◆ **SHORT TASK**
Extract, unchanged, the lines of the entries below from the line containing "Would you kindly mark the coral" through the final line of the entries, including both ends.

[Recorded data]
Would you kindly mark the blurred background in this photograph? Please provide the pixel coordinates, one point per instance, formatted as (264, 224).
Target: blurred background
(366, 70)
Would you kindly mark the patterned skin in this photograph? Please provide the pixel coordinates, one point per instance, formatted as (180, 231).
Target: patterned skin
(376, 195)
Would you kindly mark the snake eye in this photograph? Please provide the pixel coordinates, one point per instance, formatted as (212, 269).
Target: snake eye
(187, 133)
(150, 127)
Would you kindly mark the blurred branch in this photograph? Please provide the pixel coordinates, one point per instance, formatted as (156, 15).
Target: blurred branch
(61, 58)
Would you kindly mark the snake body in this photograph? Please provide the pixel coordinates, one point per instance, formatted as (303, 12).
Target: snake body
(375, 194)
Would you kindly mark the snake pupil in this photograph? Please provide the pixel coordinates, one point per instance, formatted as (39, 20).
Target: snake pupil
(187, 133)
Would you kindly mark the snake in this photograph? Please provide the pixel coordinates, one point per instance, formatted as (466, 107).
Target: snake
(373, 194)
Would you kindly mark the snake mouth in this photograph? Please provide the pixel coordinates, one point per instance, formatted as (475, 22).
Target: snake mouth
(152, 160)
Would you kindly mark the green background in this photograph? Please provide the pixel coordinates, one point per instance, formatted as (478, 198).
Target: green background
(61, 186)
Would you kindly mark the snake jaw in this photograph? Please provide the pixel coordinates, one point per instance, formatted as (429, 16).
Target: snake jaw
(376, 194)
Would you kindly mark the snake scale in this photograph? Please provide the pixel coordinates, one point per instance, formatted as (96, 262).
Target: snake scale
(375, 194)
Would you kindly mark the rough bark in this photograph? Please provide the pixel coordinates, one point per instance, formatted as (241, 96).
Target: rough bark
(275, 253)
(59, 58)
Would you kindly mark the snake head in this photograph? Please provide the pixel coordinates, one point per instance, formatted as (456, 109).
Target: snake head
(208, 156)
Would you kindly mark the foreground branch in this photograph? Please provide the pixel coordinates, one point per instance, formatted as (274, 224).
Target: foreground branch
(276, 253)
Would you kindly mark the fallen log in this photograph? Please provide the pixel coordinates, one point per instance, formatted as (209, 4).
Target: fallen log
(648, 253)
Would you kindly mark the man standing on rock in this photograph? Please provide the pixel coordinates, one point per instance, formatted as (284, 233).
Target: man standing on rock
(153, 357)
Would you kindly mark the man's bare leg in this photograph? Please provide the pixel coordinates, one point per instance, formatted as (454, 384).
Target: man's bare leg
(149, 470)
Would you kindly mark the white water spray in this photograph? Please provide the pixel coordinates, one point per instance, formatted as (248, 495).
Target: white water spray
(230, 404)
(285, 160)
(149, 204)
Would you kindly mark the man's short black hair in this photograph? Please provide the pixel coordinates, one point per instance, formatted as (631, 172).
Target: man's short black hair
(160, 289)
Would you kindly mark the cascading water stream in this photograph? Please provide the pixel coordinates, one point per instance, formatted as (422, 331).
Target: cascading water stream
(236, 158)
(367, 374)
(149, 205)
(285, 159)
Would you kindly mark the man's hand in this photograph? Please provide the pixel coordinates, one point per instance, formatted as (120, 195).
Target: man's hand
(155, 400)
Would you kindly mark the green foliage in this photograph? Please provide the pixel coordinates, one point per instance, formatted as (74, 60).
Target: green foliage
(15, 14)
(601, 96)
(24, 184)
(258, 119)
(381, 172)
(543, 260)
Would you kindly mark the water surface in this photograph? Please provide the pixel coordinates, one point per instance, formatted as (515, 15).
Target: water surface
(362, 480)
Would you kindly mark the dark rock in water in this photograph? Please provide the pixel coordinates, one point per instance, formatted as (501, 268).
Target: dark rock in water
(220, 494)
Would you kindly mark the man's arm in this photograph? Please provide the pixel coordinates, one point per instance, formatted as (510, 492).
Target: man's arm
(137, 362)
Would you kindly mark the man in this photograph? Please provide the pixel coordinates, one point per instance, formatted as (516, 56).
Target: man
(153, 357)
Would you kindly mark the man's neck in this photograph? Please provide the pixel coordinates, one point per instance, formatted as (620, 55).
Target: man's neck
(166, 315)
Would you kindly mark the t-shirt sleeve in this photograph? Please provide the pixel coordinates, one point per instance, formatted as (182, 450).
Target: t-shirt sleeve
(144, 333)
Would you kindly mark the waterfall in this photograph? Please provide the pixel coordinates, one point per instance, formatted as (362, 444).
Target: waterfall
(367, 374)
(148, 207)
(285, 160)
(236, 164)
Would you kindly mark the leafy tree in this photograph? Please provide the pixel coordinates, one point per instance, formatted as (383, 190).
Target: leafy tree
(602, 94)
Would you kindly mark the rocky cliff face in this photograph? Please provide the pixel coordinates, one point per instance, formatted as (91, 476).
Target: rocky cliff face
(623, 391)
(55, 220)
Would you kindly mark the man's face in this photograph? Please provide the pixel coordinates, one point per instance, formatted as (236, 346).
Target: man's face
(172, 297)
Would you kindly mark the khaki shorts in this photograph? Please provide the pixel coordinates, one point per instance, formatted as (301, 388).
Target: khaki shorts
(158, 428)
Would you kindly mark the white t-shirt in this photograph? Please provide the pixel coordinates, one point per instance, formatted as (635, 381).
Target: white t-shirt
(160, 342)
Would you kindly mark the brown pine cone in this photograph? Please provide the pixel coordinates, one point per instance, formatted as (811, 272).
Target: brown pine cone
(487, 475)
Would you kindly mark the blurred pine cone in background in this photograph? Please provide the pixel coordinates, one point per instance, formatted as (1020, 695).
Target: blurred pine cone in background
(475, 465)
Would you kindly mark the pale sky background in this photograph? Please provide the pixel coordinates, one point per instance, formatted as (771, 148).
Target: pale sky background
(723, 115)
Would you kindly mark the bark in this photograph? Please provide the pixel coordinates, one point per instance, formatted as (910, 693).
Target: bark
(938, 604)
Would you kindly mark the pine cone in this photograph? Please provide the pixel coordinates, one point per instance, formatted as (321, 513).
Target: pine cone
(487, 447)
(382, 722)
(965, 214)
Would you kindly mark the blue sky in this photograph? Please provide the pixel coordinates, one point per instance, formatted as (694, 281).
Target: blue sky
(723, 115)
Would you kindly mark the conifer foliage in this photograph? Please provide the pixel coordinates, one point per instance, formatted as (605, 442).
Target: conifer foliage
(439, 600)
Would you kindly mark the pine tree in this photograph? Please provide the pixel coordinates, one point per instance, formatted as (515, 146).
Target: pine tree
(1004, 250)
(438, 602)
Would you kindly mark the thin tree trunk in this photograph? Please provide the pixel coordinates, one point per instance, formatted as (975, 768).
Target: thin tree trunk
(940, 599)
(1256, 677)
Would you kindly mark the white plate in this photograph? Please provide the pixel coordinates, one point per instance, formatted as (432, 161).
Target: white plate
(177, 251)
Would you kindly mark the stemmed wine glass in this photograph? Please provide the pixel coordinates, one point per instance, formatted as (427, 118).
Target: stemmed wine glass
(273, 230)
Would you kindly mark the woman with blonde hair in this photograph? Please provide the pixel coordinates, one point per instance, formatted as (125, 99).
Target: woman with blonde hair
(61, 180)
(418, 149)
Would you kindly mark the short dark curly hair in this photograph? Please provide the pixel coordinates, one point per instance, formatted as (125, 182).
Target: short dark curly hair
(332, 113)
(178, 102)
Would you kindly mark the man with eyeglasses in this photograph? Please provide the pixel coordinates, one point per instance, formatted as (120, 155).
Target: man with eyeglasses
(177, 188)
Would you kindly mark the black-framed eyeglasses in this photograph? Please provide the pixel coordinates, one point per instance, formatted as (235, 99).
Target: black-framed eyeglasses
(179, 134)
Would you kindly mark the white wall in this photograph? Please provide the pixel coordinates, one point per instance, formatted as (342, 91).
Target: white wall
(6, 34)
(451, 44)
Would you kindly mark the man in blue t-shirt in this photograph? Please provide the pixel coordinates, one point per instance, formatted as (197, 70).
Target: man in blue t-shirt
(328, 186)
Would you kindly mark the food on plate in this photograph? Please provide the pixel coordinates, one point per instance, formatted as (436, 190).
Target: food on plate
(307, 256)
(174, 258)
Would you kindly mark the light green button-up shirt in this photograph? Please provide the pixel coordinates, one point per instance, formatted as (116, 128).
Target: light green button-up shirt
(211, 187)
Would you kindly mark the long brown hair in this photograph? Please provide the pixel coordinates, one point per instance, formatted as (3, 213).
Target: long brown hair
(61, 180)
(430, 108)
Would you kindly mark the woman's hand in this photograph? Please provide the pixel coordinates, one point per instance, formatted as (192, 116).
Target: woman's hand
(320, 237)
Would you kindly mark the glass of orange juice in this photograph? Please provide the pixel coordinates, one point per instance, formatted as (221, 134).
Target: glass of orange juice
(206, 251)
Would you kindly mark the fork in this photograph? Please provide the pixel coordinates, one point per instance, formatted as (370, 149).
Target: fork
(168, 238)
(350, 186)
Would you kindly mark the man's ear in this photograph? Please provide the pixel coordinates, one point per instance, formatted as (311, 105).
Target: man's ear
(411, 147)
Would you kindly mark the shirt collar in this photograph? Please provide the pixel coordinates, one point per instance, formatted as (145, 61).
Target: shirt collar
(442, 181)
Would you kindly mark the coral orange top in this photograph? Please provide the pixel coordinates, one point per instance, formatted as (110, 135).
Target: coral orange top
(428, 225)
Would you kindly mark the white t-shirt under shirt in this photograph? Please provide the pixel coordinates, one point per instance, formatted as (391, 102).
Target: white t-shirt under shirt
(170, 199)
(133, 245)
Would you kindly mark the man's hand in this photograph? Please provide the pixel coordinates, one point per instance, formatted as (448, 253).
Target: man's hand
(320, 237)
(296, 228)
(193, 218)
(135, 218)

◆ **PROBLEM SOLUTION**
Would you kindly mark the coral orange top in this photograph? Please provide the pixel coordinates, one point per instance, formatted as (110, 135).
Target: coral orange top
(428, 225)
Would you kindly mark the white t-shirt under shirt in this photograph? Please provide the pixel coordinates, one point per instance, formatted as (391, 102).
Target: white t-shirt under shirt
(170, 199)
(133, 245)
Would you kindly mark the man's hand in this photograph? Please provide the pixel coordinates, one point per instance, formatted as (448, 253).
Target: man's hand
(320, 237)
(296, 228)
(193, 218)
(135, 218)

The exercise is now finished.